**THE PROBLEM:**
Copy down the listing below exactly, please, including every line.

————————

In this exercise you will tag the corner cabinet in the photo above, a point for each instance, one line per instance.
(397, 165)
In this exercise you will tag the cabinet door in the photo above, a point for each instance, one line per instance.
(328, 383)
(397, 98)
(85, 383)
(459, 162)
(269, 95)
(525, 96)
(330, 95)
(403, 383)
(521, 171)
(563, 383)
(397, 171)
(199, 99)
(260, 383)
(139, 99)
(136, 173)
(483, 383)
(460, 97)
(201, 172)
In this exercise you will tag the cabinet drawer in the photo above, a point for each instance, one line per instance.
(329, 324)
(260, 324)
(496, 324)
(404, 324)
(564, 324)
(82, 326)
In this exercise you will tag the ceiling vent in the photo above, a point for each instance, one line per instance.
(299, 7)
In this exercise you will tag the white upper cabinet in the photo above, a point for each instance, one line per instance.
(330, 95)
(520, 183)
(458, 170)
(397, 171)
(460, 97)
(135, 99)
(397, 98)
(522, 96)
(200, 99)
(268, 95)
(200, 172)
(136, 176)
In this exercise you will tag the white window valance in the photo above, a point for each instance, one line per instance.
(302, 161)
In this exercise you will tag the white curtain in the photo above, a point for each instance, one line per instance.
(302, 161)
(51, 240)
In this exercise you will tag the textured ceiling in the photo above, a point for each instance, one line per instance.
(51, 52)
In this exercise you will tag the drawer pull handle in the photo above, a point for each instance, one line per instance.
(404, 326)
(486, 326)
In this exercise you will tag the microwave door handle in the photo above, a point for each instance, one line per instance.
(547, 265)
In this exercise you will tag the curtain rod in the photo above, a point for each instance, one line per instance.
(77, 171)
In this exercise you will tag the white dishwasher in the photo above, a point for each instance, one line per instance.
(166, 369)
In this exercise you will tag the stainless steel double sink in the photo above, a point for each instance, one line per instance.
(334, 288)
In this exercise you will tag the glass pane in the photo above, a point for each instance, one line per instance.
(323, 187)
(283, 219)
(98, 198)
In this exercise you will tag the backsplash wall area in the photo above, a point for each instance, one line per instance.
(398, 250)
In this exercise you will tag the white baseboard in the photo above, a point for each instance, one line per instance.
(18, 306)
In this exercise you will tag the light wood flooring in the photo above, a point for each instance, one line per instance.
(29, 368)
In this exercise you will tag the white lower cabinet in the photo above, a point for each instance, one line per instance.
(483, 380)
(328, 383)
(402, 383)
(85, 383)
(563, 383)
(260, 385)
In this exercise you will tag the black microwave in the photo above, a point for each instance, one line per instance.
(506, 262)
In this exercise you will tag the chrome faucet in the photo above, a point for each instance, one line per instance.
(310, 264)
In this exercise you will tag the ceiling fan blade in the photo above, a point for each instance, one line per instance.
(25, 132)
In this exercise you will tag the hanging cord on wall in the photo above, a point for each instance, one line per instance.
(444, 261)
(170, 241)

————————

**SOLUTION:**
In this exercise you will tag the corner cabinet in the photo above, a point for each instance, one line per instance.
(397, 165)
In this exercise you will tag the cabinet door in the photo above, a point for each instance, one line per instance.
(328, 383)
(397, 98)
(85, 383)
(459, 162)
(269, 95)
(525, 96)
(330, 95)
(403, 383)
(521, 171)
(563, 383)
(397, 171)
(199, 99)
(260, 383)
(139, 99)
(136, 173)
(483, 383)
(460, 97)
(201, 172)
In this exercise you will tag the cabinet drawer in the photo above, a point for each instance, one line per instance.
(329, 324)
(260, 324)
(496, 324)
(404, 324)
(564, 324)
(82, 326)
In this exercise you will tag the ceiling vent in the photo above, a point for each instance, one line per instance.
(299, 7)
In this exercise you will tag the white upper cabinet in the photo above, a point for each instance, one line per instance.
(330, 95)
(520, 183)
(458, 170)
(397, 171)
(460, 97)
(135, 99)
(397, 98)
(522, 96)
(200, 99)
(268, 95)
(200, 172)
(136, 176)
In this exercise you will tag the white window valance in the photo above, a point for each instance, one line per instance.
(302, 161)
In this exercise you will tag the white curtain in the photo above, a point for each instance, one line per instance.
(302, 161)
(51, 240)
In this exercise you will tag the textured ceiling in the photo above, a point for each instance, one line per instance.
(51, 52)
In this exercise you will tag the drawer pull handle in the photo above, a point for each instance, one line per instance.
(404, 326)
(486, 326)
In this exercise you will tag the microwave door handle in the photo above, a point for each instance, one line per instance.
(547, 265)
In this exercise you will tag the curtain rod in the photo above, a point for each instance, one line per instance.
(77, 171)
In this exercise you will tag the white dishwasher in the photo above, a point for each instance, one line per instance.
(166, 369)
In this exercise you will tag the stainless steel double sink in the photo above, a point for each instance, one line per instance.
(334, 288)
In this exercise you will tag the glass pane in the photo above, a point for each instance, one line per instance.
(323, 187)
(283, 219)
(98, 198)
In this exercise you will tag the backsplash wall area in the photo above, a point for each instance, one line per instance.
(398, 250)
In this exercise you will tag the white baseboard in the photo above, a point for each instance, one line per instance.
(18, 306)
In this exercise you will tag the light wood flooring in the photo above, a point for each instance, one line per instance.
(29, 368)
In this exercise you will tag the white lower cabinet in the photo above, a point for each instance, one line per instance.
(483, 380)
(328, 383)
(402, 383)
(85, 383)
(563, 383)
(260, 385)
In this exercise you will tag the black microwave in the photo above, a point for each instance, one line per instance.
(506, 262)
In this exercise you will tag the chrome faucet in the photo above, a point for each instance, one line per instance.
(310, 264)
In this exercise you will tag the ceiling fan blade in the photo above, a point for each instance, one line per instance.
(25, 132)
In this exercise you will tag the hanging cord on wall in the photo above, a point for each instance, one line per instance.
(444, 261)
(170, 241)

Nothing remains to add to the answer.